▶ What is asked
Format each line of the records below as a string in a single JSON list, one string per line, skipping any blank lines.
——————
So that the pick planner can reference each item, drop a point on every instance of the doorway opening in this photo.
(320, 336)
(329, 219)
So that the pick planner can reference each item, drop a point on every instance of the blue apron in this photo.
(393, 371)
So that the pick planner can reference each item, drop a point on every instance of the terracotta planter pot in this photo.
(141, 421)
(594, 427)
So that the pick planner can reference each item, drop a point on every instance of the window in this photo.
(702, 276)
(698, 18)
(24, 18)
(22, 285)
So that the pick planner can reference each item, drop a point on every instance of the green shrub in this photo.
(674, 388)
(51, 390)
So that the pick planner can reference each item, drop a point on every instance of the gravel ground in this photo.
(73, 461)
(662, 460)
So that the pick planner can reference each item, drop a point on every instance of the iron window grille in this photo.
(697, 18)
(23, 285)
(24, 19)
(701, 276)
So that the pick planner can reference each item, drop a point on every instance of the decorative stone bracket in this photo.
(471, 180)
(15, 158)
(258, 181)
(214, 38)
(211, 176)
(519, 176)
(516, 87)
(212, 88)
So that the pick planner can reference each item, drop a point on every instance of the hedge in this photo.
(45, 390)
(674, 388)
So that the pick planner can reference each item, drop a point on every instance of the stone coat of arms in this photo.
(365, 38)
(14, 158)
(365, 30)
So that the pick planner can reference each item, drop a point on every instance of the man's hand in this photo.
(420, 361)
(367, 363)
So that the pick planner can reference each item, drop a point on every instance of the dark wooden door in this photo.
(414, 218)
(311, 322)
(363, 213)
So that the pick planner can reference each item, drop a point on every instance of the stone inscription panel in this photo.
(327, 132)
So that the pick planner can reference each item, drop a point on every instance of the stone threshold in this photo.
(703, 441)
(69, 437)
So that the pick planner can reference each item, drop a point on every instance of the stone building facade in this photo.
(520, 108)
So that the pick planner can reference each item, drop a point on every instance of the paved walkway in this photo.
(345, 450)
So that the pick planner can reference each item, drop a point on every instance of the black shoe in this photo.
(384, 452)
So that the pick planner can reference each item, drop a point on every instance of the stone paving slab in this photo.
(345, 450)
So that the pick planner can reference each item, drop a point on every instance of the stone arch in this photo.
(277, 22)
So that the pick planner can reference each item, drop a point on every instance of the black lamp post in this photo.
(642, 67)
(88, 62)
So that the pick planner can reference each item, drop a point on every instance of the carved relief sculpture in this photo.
——————
▶ Full answer
[
  "So that the pick planner can reference each item, drop a point on every instance of the doorway opening in this photo.",
  "(320, 336)",
  "(329, 219)",
  "So that the pick planner can reference each item, drop a point on every instance of the blue apron in this photo.",
  "(393, 371)",
  "So that the pick planner can reference each item, drop a point on every instance of the terracotta planter pot in this photo.",
  "(141, 421)",
  "(594, 427)",
  "So that the pick planner can reference each item, drop a point on every instance of the window in this photo.",
  "(702, 276)",
  "(698, 18)",
  "(24, 18)",
  "(22, 285)",
  "So that the pick planner can reference each item, drop a point on every instance of the green shrub in this photo.",
  "(674, 388)",
  "(51, 390)",
  "So that the pick planner can reference each item, drop a point on every instance of the gravel ground in this photo.",
  "(73, 461)",
  "(662, 460)",
  "So that the pick planner can reference each item, drop a point on every instance of the iron window grille in this photo.",
  "(697, 18)",
  "(23, 285)",
  "(24, 19)",
  "(701, 276)",
  "So that the pick planner can reference each item, drop a point on every instance of the decorative stone bracket in this photo.",
  "(471, 180)",
  "(15, 158)",
  "(258, 181)",
  "(214, 38)",
  "(211, 176)",
  "(519, 176)",
  "(516, 87)",
  "(212, 88)",
  "So that the pick planner can reference each item, drop a point on every instance of the hedge in this photo.",
  "(45, 390)",
  "(674, 388)",
  "So that the pick planner can reference each item, drop a point on every instance of the stone coat of arms in this photo.",
  "(365, 38)",
  "(14, 158)",
  "(365, 30)",
  "So that the pick planner can reference each item, drop a point on every instance of the man's hand in this photo.",
  "(420, 361)",
  "(367, 363)",
  "So that the pick planner can reference each item, drop a point on every instance of the dark wooden door in this photo.",
  "(414, 218)",
  "(311, 322)",
  "(363, 213)",
  "So that the pick planner can reference each item, drop a point on every instance of the stone inscription panel in this photo.",
  "(327, 132)",
  "So that the pick planner can reference each item, drop a point on every instance of the stone threshold in this photo.",
  "(703, 441)",
  "(69, 437)",
  "So that the pick planner can reference each item, drop a point on every instance of the stone building facade in this photo.",
  "(520, 108)",
  "So that the pick planner can reference each item, drop a point on every instance of the paved walkway in this photo.",
  "(345, 450)",
  "So that the pick planner can reference each item, drop a point on every instance of the black shoe in this photo.",
  "(384, 452)",
  "So that the pick planner can reference each item, drop a point on every instance of the stone paving slab in this photo.",
  "(345, 450)",
  "So that the pick planner can reference each item, drop a point on every instance of the stone arch in this photo.",
  "(277, 22)",
  "So that the pick planner can reference each item, drop a point on every instance of the black lamp post in this photo.",
  "(642, 67)",
  "(88, 62)",
  "So that the pick planner can reference each item, drop a point on every instance of the carved relief sculpture in this photo."
]